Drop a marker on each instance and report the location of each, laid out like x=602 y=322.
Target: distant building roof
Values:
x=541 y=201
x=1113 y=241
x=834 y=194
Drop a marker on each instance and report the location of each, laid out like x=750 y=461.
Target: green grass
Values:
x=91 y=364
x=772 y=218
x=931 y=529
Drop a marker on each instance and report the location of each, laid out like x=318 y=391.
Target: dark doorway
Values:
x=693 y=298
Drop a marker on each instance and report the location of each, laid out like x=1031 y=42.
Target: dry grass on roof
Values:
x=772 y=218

---

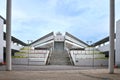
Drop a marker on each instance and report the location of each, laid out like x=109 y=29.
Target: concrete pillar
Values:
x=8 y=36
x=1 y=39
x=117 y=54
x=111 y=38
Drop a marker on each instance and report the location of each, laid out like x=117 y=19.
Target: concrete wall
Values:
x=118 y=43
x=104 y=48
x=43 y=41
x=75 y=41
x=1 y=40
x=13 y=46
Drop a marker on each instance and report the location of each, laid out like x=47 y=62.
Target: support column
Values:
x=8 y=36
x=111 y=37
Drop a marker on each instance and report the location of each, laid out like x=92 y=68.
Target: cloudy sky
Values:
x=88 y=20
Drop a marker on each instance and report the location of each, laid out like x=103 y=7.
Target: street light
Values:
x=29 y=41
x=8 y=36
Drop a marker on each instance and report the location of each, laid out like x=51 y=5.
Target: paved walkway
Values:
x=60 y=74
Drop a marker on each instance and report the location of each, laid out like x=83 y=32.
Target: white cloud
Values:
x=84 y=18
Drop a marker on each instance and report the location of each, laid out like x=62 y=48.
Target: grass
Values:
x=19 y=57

● **Task objective**:
Copy out the lines again word for word, from the line with "like x=750 y=461." to the line with "x=693 y=298", both of those included.

● **Solution to this task**:
Drop a marker on each instance and report the location of each, laid out like x=750 y=461.
Target: green grass
Values:
x=91 y=364
x=772 y=218
x=931 y=529
Drop a marker on each instance and report the location of each, laid out like x=318 y=391.
Target: dark doorway
Values:
x=693 y=298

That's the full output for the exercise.